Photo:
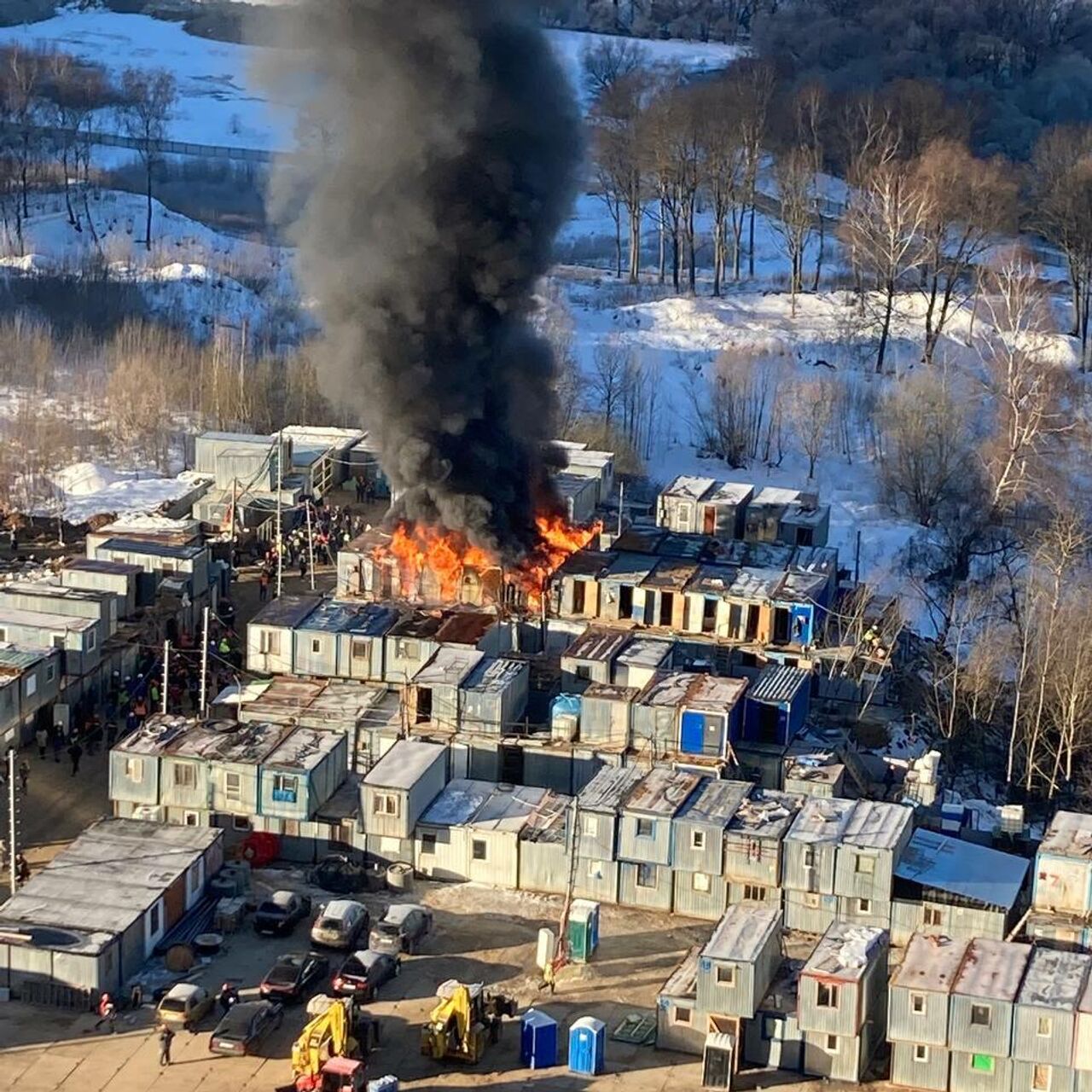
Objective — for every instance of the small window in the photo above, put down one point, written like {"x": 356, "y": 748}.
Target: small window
{"x": 981, "y": 1016}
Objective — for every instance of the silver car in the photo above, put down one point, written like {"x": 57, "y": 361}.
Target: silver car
{"x": 341, "y": 924}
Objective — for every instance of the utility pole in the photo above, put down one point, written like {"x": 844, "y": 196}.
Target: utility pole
{"x": 205, "y": 664}
{"x": 166, "y": 673}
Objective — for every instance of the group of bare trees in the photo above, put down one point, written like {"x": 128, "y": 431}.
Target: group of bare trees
{"x": 50, "y": 102}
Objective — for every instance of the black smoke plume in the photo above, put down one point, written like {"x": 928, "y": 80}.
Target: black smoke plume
{"x": 440, "y": 148}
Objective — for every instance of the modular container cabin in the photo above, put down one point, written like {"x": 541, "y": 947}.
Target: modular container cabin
{"x": 753, "y": 846}
{"x": 737, "y": 966}
{"x": 90, "y": 919}
{"x": 117, "y": 578}
{"x": 842, "y": 1002}
{"x": 983, "y": 1007}
{"x": 920, "y": 1011}
{"x": 343, "y": 640}
{"x": 441, "y": 838}
{"x": 947, "y": 887}
{"x": 494, "y": 697}
{"x": 810, "y": 858}
{"x": 397, "y": 791}
{"x": 1063, "y": 882}
{"x": 776, "y": 706}
{"x": 646, "y": 837}
{"x": 681, "y": 1025}
{"x": 271, "y": 634}
{"x": 698, "y": 852}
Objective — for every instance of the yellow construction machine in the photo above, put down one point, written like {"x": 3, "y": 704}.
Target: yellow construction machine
{"x": 464, "y": 1021}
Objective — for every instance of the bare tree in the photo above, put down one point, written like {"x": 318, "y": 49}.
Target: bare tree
{"x": 148, "y": 100}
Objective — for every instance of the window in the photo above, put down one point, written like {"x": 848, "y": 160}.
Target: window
{"x": 186, "y": 775}
{"x": 385, "y": 804}
{"x": 284, "y": 787}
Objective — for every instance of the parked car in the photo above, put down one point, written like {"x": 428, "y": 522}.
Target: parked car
{"x": 280, "y": 913}
{"x": 245, "y": 1025}
{"x": 402, "y": 929}
{"x": 184, "y": 1005}
{"x": 293, "y": 975}
{"x": 363, "y": 973}
{"x": 341, "y": 924}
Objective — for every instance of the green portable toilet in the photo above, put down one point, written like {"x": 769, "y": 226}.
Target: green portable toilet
{"x": 584, "y": 929}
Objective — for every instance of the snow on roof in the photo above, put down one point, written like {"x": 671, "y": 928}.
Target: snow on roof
{"x": 1055, "y": 979}
{"x": 931, "y": 963}
{"x": 1069, "y": 835}
{"x": 716, "y": 803}
{"x": 597, "y": 644}
{"x": 743, "y": 932}
{"x": 845, "y": 951}
{"x": 405, "y": 764}
{"x": 457, "y": 803}
{"x": 963, "y": 868}
{"x": 822, "y": 819}
{"x": 993, "y": 969}
{"x": 449, "y": 666}
{"x": 661, "y": 792}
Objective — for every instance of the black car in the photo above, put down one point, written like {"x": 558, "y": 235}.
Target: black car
{"x": 363, "y": 973}
{"x": 293, "y": 976}
{"x": 244, "y": 1028}
{"x": 279, "y": 915}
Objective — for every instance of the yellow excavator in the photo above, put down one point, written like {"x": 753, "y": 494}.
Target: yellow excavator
{"x": 324, "y": 1057}
{"x": 463, "y": 1022}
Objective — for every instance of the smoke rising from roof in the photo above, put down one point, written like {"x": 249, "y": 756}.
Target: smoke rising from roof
{"x": 440, "y": 147}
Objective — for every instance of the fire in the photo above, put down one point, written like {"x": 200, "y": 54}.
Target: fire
{"x": 445, "y": 555}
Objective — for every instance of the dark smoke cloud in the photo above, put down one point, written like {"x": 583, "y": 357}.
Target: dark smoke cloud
{"x": 444, "y": 143}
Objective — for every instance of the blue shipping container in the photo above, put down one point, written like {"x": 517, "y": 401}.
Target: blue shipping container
{"x": 537, "y": 1040}
{"x": 588, "y": 1038}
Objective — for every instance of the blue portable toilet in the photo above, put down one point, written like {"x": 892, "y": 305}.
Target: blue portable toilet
{"x": 588, "y": 1040}
{"x": 537, "y": 1040}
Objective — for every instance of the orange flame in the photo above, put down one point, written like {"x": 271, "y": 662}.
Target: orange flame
{"x": 445, "y": 555}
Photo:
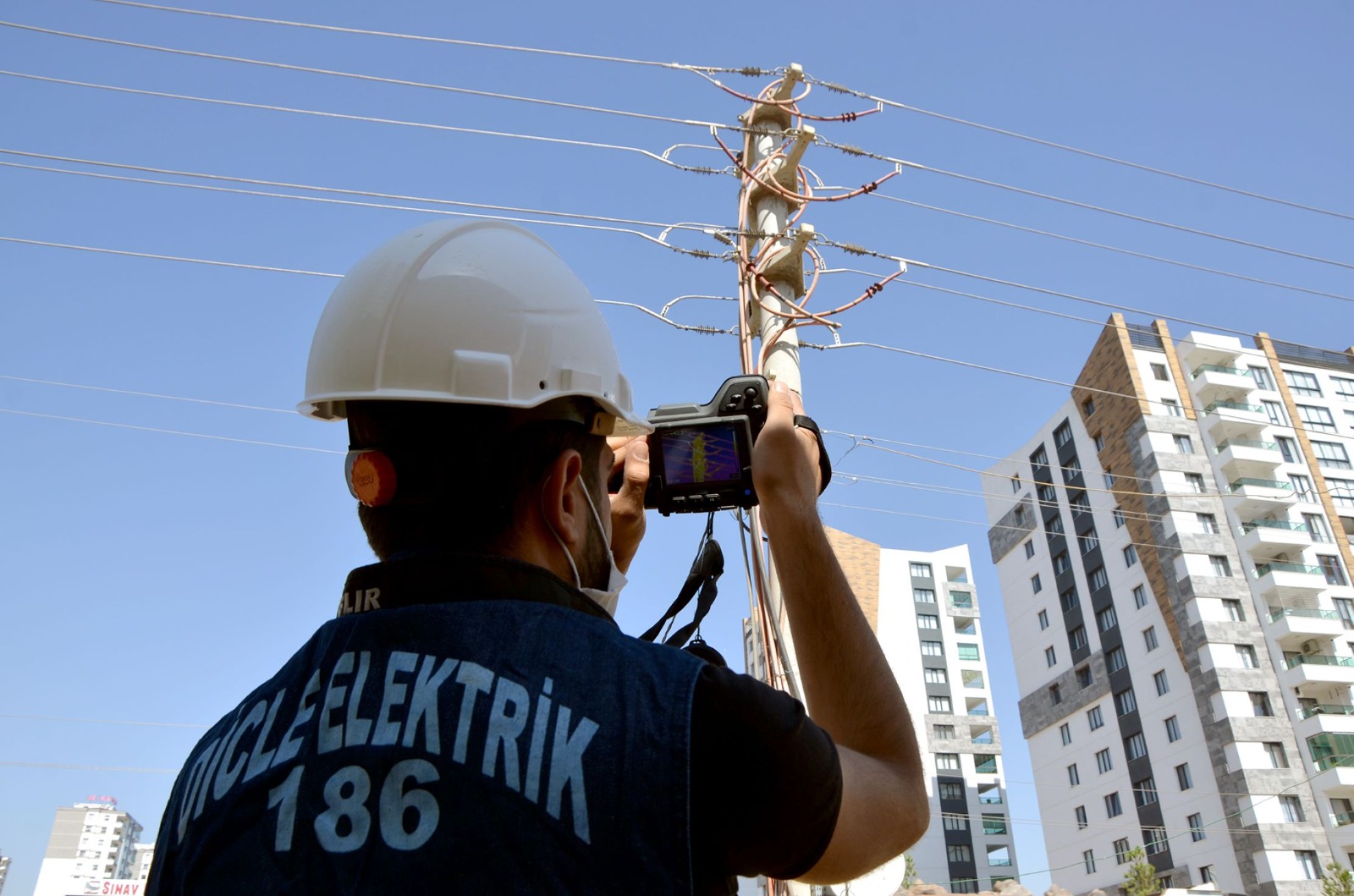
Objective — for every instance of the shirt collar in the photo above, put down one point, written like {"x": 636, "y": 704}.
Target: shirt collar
{"x": 444, "y": 577}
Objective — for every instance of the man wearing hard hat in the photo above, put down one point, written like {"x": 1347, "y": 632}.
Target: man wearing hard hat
{"x": 473, "y": 720}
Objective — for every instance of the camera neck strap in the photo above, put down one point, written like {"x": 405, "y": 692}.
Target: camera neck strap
{"x": 701, "y": 585}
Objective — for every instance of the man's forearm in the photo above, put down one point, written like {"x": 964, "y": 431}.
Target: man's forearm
──────────
§ Brief:
Select all lines in the listing above where the word "forearm" appears, and show them.

§ Answer section:
Objective — for every instance of the man's forearm in the photo above, put down one point, written like {"x": 964, "y": 431}.
Target: man's forearm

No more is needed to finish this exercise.